* TASK INSTRUCTIONS
- 1) In the passage about the ideal kink scene below, list the factors that the final sentence says make a scene that doesn't tolerate abuse tough to imagine.
- 2) Repeat the part of the passage about the ideal kink scene below, starting with "Along with that, any" and going on through "pictures of men.".

* TEXT BLOCK
((

Also, my ideal scene would welcome everyone equally, not greet young, attractive, submissive women with open claws and submissive men with utter disdain. Instead of this bullshit about how doms and subs are ‘supposed’ to act, everyone would treat each other strictly as equals outside of any power dynamics they’ve specifically negotiated. Anyone who so much as implied that doms are due any special deference or that submissive people should know their place would be laughed out of the room.

Along with that, any art used to decorate kinky events would not focus on submissive women! In a perfect world, we’d be able to handle the bizarre and apparently terrifying idea that there are straight women in the scene who might enjoy looking at pictures of men.

Speaking of kinky events, in my ideal scene women would feel just as comfortable coming to a party in basic black as men do. Fuck the idea that women owe the scene (and the world) a sexy display for daring to take up space. There wouldn’t be any pressure to play in public, either. People who’ve never played at a party would be taken just a seriously as people who play in public every chance they get.

And finally, the big one. The ideal scene would be free of systemic abuse. I know that a certain number of assholes are always going to find their way into the scene, but an ideal scene would root them out quickly and actually support their victims. This, I’m sad to say, is the hardest one for me to envision. Between the idea that the scene is the only place to meet other kinky people, our natural attachment to social status and fear of rocking the boat, and our whole society’s massively fucked up ideas about abuse, a scene that doesn’t tolerate abuse is tough to even imagine.

))

Recorded data:

((

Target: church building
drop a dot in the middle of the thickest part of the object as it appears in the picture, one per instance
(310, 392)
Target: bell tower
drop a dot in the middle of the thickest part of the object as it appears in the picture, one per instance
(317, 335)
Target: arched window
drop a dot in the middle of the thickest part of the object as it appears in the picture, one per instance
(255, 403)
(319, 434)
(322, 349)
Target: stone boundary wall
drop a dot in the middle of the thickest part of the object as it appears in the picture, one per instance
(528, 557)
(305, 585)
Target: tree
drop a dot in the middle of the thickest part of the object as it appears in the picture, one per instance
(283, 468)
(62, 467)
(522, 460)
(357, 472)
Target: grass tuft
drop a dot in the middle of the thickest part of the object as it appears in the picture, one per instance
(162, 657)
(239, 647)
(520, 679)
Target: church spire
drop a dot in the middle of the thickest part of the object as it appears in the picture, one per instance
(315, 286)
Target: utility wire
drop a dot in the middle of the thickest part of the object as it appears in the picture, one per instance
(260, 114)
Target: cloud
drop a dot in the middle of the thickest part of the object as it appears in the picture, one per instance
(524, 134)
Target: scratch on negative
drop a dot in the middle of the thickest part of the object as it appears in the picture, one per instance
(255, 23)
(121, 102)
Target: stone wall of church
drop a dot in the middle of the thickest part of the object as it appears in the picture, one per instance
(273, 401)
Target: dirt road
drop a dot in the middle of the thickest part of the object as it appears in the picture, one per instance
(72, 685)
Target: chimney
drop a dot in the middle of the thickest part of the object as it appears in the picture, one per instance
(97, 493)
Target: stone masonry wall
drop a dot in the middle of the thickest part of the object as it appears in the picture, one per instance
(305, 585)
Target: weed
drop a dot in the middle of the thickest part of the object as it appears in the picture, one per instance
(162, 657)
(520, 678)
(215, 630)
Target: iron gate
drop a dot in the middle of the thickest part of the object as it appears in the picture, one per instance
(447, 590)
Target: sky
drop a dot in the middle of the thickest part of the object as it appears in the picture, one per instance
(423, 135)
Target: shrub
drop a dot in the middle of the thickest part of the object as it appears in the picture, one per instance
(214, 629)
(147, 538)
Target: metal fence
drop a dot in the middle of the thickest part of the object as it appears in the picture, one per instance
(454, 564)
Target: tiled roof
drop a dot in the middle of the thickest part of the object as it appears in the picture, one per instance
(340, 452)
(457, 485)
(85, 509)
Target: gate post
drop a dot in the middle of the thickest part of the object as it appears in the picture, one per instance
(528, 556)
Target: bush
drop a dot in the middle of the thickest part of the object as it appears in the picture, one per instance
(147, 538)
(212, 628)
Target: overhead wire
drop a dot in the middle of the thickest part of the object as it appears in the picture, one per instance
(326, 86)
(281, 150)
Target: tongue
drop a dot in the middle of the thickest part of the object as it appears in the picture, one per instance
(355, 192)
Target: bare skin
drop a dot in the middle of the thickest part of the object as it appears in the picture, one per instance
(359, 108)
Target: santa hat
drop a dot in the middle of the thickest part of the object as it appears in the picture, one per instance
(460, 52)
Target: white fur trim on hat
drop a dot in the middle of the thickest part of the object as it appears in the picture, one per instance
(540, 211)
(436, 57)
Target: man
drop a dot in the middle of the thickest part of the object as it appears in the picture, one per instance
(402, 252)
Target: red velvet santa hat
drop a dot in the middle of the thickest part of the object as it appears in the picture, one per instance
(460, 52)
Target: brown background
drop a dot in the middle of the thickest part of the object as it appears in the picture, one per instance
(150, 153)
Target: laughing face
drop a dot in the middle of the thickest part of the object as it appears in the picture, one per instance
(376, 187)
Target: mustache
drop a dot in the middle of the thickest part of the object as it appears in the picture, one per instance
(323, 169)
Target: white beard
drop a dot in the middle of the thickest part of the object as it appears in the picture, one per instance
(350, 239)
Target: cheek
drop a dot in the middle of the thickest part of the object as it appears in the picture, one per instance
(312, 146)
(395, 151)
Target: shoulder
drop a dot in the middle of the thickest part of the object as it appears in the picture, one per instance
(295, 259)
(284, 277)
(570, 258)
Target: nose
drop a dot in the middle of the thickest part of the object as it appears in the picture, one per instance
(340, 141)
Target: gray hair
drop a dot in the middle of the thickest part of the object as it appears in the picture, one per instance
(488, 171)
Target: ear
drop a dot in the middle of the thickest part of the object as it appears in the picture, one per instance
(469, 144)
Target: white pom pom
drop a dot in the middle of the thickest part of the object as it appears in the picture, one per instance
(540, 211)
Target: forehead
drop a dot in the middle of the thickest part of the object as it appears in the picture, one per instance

))

* COMPLETED EXERCISE
- 1)
- the idea that the scene is the only place to meet other kinky people
- our natural attachment to social status and fear of rocking the boat
- our whole society's massively fucked up ideas about abuse

- 2)
Along with that, any art used to decorate kinky events would not focus on submissive women! In a perfect world, we’d be able to handle the bizarre and apparently terrifying idea that there are straight women in the scene who might enjoy looking at pictures of men.